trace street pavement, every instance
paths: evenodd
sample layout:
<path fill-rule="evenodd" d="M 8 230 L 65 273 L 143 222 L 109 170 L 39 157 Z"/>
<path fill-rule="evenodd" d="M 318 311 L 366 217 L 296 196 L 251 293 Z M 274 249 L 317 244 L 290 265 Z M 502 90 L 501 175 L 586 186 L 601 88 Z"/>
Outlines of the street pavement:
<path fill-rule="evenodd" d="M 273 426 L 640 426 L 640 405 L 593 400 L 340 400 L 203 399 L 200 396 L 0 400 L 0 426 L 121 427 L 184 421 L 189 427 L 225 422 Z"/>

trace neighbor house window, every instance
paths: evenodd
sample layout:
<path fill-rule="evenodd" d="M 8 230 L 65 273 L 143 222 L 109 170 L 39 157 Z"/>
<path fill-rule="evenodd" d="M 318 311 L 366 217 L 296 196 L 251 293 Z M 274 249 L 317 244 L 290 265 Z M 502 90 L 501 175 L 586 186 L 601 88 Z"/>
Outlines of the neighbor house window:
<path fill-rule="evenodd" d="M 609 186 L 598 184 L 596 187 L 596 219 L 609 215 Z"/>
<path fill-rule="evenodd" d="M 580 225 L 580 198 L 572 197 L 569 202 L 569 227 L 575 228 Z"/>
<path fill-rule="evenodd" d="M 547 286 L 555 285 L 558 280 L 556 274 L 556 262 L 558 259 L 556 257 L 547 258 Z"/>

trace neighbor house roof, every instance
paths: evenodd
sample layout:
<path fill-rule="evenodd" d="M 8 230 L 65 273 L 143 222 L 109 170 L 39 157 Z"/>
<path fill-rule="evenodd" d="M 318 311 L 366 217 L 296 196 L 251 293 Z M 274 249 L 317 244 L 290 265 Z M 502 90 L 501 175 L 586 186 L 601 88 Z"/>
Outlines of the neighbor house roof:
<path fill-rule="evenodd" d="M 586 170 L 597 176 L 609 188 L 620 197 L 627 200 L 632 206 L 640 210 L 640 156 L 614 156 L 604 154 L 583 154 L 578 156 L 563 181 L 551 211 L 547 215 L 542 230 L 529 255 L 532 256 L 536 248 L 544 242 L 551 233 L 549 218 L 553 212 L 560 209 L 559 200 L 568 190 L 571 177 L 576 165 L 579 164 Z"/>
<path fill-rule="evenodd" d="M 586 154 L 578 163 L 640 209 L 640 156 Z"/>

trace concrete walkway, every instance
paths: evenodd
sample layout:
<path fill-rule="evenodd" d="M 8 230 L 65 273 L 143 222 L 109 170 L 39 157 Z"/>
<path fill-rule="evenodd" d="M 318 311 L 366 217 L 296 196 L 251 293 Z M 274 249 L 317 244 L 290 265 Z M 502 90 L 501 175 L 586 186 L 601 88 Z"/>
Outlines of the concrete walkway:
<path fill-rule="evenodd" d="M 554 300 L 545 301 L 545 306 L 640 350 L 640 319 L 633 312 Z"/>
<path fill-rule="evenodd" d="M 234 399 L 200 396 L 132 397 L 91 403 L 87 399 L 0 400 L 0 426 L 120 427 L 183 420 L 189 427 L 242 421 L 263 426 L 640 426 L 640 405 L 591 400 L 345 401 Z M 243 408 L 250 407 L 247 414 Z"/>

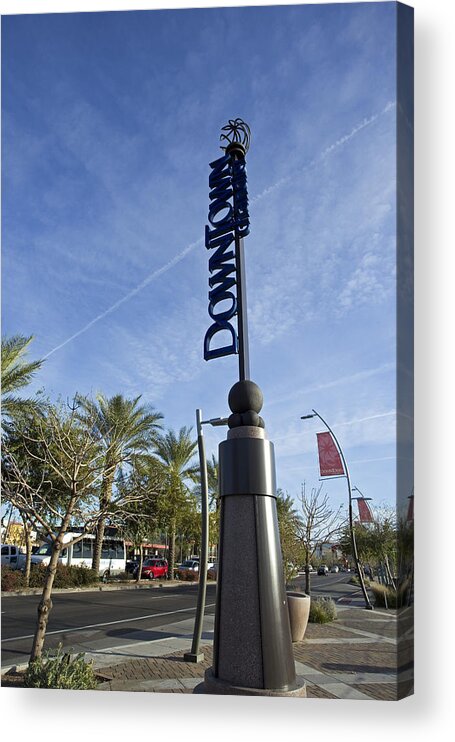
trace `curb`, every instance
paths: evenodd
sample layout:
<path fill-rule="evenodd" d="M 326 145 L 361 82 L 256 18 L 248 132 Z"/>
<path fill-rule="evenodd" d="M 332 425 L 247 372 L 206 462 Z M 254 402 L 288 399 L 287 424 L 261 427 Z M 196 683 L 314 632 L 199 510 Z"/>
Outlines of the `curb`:
<path fill-rule="evenodd" d="M 197 587 L 198 582 L 189 582 L 185 580 L 168 580 L 166 582 L 152 582 L 152 583 L 122 583 L 119 585 L 94 585 L 94 586 L 88 586 L 88 587 L 56 587 L 53 588 L 52 594 L 59 594 L 59 593 L 97 593 L 97 592 L 113 592 L 115 590 L 159 590 L 160 588 L 169 588 L 169 587 Z M 213 584 L 215 585 L 216 582 L 213 581 Z M 8 590 L 3 591 L 0 593 L 1 598 L 17 598 L 20 596 L 27 596 L 27 595 L 41 595 L 43 592 L 42 587 L 31 587 L 31 588 L 24 588 L 23 590 Z"/>

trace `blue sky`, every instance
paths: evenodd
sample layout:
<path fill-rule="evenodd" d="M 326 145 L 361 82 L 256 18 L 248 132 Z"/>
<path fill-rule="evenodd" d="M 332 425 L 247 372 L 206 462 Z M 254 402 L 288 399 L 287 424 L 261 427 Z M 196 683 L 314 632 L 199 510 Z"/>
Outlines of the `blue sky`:
<path fill-rule="evenodd" d="M 3 326 L 53 398 L 225 415 L 203 360 L 208 163 L 250 125 L 252 378 L 278 485 L 319 484 L 315 408 L 354 485 L 395 499 L 395 3 L 2 19 Z M 205 428 L 209 453 L 223 429 Z M 344 480 L 326 482 L 337 506 Z"/>

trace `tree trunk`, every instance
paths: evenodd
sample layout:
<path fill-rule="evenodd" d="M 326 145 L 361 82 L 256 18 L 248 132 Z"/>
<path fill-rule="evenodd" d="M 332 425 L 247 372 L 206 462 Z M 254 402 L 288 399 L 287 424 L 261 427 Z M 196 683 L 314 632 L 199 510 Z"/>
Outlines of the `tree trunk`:
<path fill-rule="evenodd" d="M 107 505 L 110 503 L 112 498 L 112 487 L 114 485 L 115 473 L 112 472 L 112 467 L 109 462 L 106 462 L 106 467 L 109 469 L 109 474 L 104 475 L 103 483 L 101 486 L 101 497 L 100 497 L 100 509 L 105 511 Z M 102 515 L 98 521 L 95 535 L 95 543 L 93 544 L 93 557 L 92 557 L 92 569 L 98 574 L 100 571 L 101 551 L 103 548 L 103 537 L 104 529 L 106 527 L 106 517 Z"/>
<path fill-rule="evenodd" d="M 92 569 L 94 569 L 98 574 L 100 571 L 101 550 L 103 548 L 105 525 L 106 519 L 100 518 L 96 526 L 95 541 L 93 544 Z"/>
<path fill-rule="evenodd" d="M 36 627 L 35 636 L 33 638 L 30 662 L 33 662 L 38 657 L 41 657 L 41 653 L 43 651 L 44 637 L 46 635 L 47 623 L 49 621 L 49 613 L 52 610 L 52 586 L 54 584 L 55 573 L 57 572 L 57 564 L 61 550 L 62 541 L 61 535 L 59 535 L 52 549 L 49 566 L 46 572 L 46 581 L 44 583 L 41 601 L 38 605 L 38 625 Z"/>
<path fill-rule="evenodd" d="M 175 562 L 175 518 L 171 522 L 171 538 L 169 541 L 169 564 L 168 564 L 168 580 L 174 579 L 174 562 Z"/>
<path fill-rule="evenodd" d="M 310 586 L 311 580 L 310 580 L 310 562 L 308 561 L 308 556 L 305 561 L 305 592 L 307 595 L 310 595 Z"/>
<path fill-rule="evenodd" d="M 392 576 L 392 572 L 391 572 L 390 564 L 389 564 L 389 558 L 387 554 L 385 556 L 385 568 L 386 568 L 386 575 L 387 575 L 387 580 L 389 582 L 389 585 L 391 585 L 393 588 L 396 588 L 395 580 L 393 579 L 393 576 Z"/>
<path fill-rule="evenodd" d="M 22 510 L 19 510 L 21 520 L 22 520 L 22 526 L 24 528 L 24 540 L 25 540 L 25 564 L 24 564 L 24 582 L 25 587 L 28 587 L 30 584 L 30 568 L 32 564 L 32 536 L 30 533 L 30 526 L 29 522 L 27 520 L 27 516 Z M 20 569 L 19 563 L 17 565 Z"/>
<path fill-rule="evenodd" d="M 23 523 L 24 523 L 24 535 L 25 535 L 24 579 L 25 579 L 25 587 L 28 587 L 30 584 L 30 569 L 32 566 L 32 537 L 30 534 L 30 528 L 28 527 L 28 524 L 26 523 L 25 519 Z"/>
<path fill-rule="evenodd" d="M 139 582 L 139 580 L 142 578 L 142 565 L 144 563 L 144 547 L 142 544 L 139 546 L 139 565 L 137 568 L 137 577 L 136 582 Z"/>
<path fill-rule="evenodd" d="M 68 505 L 68 509 L 64 515 L 62 525 L 60 527 L 57 538 L 55 539 L 52 546 L 51 558 L 49 560 L 49 566 L 46 571 L 46 580 L 44 583 L 41 600 L 38 605 L 38 625 L 36 627 L 35 636 L 33 637 L 32 651 L 30 654 L 30 662 L 33 662 L 38 657 L 41 657 L 43 651 L 44 637 L 46 636 L 47 623 L 49 621 L 49 613 L 52 610 L 52 587 L 54 585 L 55 575 L 57 572 L 58 560 L 60 552 L 63 549 L 63 537 L 68 530 L 71 516 L 73 513 L 74 505 L 77 499 L 77 482 L 72 482 L 72 499 Z"/>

******

▶ **Prompt**: Select all lines in the listing above where the word "every" appears, and show them.

▶ **Result of the exercise**:
trace street pavement, every instance
trace neighbor house window, every instance
trace neighbor house roof, every instance
trace concrete walkway, every instance
trace `curb`, every instance
trace `blue sky`, every instance
trace `tree trunk`, every instance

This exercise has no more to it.